= Set task =
Show every line of the records below that contains the word "above", copied in full. Case counts.

☆ ☆ ☆ ☆

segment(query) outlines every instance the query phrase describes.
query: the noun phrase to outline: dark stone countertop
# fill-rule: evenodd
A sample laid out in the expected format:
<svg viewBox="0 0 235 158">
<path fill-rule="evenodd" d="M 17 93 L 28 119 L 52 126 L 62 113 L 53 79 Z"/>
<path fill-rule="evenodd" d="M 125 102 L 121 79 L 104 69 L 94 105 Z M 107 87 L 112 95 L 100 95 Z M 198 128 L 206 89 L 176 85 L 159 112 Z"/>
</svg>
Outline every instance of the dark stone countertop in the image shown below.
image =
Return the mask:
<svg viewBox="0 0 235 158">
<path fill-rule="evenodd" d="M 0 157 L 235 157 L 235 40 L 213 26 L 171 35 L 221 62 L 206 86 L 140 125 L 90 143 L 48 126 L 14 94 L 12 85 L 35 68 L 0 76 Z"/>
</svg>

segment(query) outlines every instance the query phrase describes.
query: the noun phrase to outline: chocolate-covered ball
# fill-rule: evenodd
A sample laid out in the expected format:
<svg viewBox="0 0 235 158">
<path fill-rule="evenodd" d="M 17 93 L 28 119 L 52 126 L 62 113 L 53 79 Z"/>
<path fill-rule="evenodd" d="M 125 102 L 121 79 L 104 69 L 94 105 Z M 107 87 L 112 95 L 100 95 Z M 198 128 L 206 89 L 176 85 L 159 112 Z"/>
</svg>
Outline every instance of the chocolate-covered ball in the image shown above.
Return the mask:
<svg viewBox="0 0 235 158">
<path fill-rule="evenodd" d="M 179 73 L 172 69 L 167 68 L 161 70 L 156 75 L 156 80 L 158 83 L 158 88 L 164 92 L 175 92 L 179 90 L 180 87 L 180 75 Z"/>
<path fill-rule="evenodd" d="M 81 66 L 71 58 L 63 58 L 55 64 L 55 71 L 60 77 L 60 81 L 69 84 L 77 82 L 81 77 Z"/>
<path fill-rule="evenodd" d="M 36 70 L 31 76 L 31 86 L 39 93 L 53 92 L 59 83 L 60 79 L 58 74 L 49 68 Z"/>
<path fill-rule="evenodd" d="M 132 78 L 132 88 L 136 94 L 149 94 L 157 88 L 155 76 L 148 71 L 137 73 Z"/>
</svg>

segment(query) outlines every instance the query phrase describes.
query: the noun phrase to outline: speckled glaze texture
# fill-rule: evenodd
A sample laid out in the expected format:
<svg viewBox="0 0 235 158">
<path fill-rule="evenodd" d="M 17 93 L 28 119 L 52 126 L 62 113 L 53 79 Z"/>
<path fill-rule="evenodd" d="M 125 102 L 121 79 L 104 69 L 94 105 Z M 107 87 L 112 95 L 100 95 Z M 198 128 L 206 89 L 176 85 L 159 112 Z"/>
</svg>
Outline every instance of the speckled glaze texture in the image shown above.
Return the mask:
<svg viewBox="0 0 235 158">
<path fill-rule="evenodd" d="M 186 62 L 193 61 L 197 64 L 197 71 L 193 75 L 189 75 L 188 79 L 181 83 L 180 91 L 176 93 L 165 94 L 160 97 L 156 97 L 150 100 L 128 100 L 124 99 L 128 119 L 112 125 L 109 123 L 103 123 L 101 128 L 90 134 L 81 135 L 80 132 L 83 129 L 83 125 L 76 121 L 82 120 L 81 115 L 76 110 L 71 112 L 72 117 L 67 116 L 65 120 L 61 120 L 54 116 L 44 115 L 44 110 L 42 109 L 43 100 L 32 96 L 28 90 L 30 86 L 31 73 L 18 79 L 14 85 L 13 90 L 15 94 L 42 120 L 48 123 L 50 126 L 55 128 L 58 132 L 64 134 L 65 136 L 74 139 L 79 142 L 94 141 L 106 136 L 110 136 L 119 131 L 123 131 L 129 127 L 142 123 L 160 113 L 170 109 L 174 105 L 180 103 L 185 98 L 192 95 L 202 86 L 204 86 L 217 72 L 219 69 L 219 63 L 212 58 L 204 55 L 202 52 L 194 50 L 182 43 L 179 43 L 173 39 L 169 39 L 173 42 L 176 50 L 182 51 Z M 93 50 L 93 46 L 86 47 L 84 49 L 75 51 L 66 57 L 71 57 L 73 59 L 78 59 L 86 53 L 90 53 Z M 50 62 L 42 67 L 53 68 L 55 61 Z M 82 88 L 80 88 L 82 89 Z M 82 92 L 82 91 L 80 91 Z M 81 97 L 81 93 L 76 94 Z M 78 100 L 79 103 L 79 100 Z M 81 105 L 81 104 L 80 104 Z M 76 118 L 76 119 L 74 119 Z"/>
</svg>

☆ ☆ ☆ ☆

= Exercise solution =
Outline every instance of the chocolate-covered ball in the image shown above.
Outline every instance of the speckled glaze texture in the image shown above.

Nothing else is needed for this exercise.